Bonferroni AdjustmentThe Bonferroni adjustment simply divides the Type I error rate (.05) by the number of tests (in this case, three). Hence, this method is often considered overly conservative. The Bonferroni adjustment can be made using p.adj = "bonferroni" in the pairwise.t.test() function.
- > #Bonferroni adjustment
- > pairwise.t.test(dataPairwiseComparisons$StressReduction, dataPairwiseComparisons$Treatment, p.adj = "bonferroni")
Using the Bonferroni adjustment, only the mental-medical comparison is statistically significant. This suggests that the mental treatment is superior to the medical treatment, but that there is insufficient statistical support to distinguish between the mental and physical treatments and the physical and medical treatments. Notice that these results are more conservative than with no adjustment.
Holm AdjustmentThe Holm adjustment sequentially compares the lowest p-value with a Type I error rate that is reduced for each consecutive test. In our case, this means that our first p-value is tested at the .05/3 level (.017), second at the .05/2 level (.025), and third at the .05/1 level (.05). This method is generally considered superior to the Bonferroni adjustment and can be employed using p.adj = "holm" in the pairwise.t.test() function.
- > #Holm adjustment
- > pairwise.t.test(dataPairwiseComparisons$StressReduction, dataPairwiseComparisons$Treatment, p.adj = "holm")
Using the Holm procedure, our results are practically (but not mathematically) identical to using no adjustment.
LSD MethodThe Fisher Least Significant Difference (LSD) method essentially does not correct for the Type I error rate for multiple comparisons and is generally not recommended relative to other options. However, should the need arise to employ this method, one should seek out the LSD.test() function in the agricolae package, which has the following major arguments.

_INFORMATION GIVEN_:
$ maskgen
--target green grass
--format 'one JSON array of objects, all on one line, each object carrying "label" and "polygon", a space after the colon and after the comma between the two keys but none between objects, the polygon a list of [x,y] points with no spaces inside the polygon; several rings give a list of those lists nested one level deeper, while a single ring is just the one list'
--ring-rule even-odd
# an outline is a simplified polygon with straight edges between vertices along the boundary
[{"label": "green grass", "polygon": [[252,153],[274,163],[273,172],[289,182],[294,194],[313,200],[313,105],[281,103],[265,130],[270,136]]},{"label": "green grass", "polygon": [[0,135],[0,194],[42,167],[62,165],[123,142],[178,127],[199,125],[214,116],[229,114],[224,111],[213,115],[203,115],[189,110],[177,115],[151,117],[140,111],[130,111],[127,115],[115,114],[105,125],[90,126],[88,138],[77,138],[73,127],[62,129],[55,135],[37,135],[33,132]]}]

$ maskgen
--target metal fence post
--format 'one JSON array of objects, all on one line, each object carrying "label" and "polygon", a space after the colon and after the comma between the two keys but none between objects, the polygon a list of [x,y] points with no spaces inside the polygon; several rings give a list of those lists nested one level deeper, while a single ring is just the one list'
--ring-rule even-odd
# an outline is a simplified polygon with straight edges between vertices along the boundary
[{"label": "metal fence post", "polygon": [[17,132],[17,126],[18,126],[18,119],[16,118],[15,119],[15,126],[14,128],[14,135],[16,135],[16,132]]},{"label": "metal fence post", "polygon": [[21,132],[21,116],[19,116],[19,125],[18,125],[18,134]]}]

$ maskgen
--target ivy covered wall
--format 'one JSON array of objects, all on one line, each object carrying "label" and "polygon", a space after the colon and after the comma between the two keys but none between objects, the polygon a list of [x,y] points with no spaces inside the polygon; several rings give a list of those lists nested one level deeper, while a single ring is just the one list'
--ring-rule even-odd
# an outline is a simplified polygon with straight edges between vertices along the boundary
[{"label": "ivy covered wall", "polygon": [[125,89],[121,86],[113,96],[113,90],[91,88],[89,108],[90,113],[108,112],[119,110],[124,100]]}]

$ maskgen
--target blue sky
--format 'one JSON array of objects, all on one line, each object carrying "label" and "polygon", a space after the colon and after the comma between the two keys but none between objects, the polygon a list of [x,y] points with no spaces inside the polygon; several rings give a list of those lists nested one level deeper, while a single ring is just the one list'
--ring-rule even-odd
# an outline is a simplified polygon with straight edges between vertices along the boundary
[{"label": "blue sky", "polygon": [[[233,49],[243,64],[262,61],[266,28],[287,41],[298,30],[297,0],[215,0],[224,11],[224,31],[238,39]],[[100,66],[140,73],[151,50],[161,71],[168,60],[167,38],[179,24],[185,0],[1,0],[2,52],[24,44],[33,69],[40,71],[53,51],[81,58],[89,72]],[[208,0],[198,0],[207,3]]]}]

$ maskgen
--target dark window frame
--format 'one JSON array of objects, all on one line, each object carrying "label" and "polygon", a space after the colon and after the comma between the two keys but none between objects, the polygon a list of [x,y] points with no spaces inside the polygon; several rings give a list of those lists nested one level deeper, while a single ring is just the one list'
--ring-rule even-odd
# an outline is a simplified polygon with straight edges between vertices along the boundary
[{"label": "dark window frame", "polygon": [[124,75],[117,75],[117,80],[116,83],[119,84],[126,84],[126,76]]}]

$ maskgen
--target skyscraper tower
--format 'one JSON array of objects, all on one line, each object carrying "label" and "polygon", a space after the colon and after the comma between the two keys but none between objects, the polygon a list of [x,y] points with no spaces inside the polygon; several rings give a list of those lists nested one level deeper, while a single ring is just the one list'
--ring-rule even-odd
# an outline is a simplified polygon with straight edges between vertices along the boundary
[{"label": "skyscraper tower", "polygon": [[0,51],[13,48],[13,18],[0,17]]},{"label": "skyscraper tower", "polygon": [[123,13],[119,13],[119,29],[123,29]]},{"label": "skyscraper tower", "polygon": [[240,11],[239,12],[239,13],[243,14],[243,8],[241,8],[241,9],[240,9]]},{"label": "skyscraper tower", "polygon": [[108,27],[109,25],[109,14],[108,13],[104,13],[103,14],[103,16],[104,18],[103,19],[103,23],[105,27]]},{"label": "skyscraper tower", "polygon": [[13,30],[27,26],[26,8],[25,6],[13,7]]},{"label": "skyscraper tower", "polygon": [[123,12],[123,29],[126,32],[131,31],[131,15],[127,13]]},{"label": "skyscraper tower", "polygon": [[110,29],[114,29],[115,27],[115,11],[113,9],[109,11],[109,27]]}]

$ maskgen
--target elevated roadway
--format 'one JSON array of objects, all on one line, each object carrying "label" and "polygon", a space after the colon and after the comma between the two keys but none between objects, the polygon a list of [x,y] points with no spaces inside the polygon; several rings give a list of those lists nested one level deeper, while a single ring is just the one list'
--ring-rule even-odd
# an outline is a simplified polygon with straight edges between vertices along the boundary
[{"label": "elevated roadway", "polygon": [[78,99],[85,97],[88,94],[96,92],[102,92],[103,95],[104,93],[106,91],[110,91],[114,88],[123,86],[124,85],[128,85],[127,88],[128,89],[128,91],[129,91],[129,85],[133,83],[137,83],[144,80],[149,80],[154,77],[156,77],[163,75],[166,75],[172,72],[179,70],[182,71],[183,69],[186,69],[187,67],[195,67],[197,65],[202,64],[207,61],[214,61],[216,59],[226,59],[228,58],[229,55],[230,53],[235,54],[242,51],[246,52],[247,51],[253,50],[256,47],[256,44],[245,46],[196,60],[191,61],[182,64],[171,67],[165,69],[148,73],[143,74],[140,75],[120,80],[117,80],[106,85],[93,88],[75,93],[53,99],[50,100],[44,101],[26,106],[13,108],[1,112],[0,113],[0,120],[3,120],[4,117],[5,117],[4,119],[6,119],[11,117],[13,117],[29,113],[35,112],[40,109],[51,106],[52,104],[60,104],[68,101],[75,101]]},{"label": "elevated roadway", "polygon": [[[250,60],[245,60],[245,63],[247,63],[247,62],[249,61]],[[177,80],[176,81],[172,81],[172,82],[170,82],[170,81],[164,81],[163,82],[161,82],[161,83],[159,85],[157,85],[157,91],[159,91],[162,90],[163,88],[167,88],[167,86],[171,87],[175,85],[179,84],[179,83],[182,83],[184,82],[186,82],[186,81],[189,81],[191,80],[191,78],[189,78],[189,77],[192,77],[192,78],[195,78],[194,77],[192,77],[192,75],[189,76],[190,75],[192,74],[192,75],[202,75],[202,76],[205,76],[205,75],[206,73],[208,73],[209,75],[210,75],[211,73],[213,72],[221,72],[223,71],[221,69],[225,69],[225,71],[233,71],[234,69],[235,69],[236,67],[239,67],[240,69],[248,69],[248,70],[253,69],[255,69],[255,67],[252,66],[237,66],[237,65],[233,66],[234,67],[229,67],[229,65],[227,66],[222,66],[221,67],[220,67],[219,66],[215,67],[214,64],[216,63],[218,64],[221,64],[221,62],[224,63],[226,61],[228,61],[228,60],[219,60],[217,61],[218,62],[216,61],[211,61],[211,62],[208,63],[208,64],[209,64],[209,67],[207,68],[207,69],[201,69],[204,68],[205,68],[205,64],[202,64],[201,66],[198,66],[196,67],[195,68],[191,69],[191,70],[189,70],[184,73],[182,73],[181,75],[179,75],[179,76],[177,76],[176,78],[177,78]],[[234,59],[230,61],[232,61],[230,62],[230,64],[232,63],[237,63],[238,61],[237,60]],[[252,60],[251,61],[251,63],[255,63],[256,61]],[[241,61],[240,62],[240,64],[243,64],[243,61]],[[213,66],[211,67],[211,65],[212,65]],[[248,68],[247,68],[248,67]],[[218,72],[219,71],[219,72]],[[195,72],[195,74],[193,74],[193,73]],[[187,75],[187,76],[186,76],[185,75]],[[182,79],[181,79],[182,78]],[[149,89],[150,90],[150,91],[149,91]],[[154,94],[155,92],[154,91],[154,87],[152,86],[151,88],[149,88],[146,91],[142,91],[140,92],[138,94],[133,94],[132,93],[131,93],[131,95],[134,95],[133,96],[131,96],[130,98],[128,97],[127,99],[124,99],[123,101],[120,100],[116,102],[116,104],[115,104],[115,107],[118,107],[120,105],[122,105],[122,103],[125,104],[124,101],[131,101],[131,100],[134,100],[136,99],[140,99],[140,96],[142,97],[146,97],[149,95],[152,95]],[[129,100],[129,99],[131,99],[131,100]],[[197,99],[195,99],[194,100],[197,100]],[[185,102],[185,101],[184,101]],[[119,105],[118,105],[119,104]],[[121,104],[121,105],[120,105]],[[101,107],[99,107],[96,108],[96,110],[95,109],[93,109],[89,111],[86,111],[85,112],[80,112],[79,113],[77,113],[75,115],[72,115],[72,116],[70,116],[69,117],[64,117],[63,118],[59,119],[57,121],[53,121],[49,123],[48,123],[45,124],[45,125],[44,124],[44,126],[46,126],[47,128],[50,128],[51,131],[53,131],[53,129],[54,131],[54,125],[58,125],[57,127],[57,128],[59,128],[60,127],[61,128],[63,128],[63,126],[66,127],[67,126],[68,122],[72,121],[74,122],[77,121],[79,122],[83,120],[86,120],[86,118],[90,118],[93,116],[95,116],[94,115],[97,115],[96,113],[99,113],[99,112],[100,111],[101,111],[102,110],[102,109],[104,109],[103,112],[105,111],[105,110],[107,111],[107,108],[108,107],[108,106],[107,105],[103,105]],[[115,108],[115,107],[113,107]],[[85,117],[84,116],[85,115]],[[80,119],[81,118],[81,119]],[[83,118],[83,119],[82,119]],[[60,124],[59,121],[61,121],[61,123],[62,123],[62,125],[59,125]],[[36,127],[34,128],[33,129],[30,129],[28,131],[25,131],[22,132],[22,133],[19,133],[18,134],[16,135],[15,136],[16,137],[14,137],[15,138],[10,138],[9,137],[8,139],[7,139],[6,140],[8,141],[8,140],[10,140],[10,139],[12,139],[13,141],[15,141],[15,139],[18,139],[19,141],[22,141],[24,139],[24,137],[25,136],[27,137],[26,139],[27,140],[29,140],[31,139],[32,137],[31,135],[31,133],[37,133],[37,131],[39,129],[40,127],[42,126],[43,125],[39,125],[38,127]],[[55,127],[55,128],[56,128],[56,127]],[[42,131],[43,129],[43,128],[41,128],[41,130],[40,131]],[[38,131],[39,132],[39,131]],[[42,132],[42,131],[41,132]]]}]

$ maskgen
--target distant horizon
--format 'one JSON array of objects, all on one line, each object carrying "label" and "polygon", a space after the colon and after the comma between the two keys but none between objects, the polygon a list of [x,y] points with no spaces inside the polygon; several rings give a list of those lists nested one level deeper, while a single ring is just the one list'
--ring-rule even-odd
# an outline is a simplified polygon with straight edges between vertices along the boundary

_EXERCISES TO COMPLETE_:
1 > Answer these questions from the text on multiple-comparison adjustments:
(a) Using the Bonferroni adjustment, which comparison is statistically significant?
(b) In the Holm adjustment, at what level is the second p-value tested?
(c) Which function, in which package, is suggested for the LSD method?
2 > Reproduce the stretch of the text on multiple-comparison adjustments from "LSD MethodThe Fisher" through "following major arguments.", word for word.
3 > Go on with the text on multiple-comparison adjustments, starting after its last sentence.
The entries above are separate material, unrelated to the text on multiple-comparison adjustments.

_ANSWERS TO THE EXERCISES_:
1 >
(a) The mental-medical comparison.
(b) At the .05/2 level (.025).
(c) The LSD.test() function in the agricolae package.

2 >
LSD MethodThe Fisher Least Significant Difference (LSD) method essentially does not correct for the Type I error rate for multiple comparisons and is generally not recommended relative to other options. However, should the need arise to employ this method, one should seek out the LSD.test() function in the agricolae package, which has the following major arguments.

3 >
- y: the dependent variable
- trt: the independent variable
- DFerror: the degrees of freedom error
- MSerror: the mean squared error
- > #load the agricolae package (install first, if necessary)
- > library(agricolae)
- #LSD method
- #use LSD.test(y, trt, DFerror, MSerror) to test the pairwise comparisons between the treatment group means
- > LSD.test(dataPairwiseComparisons$StressReduction, dataPairwiseComparisons$Treatment, 30.5, 1.13)
Using the LSD method, our results are practically (but not mathematically) identical to using no adjustment or the Holm procedure.
HSD MethodThe Tukey Honest Significant Difference (HSD) method controls for the Type I error rate across multiple comparisons and is generally considered an acceptable technique. This method can be executed using the TukeyHSD(x) function, where x is a linear model object created using the aov(formula, data) function. Note that in this application, the aov(formula, data) function is identical to the lm(formula, data) that we are already familiar with from linear regression.
- > #HSD method
- > #use TukeyHSD(x), in tandem with aov(formula, data), to test the pairwise comparisons between the treatment group means
- TukeyHSD(aov(StressReduction ~ Treatment, dataPairwiseComparisons))
Using the HSD method, our results are practically (but not mathematically) identical to using the Bonferroni, Holm, or LSD methods.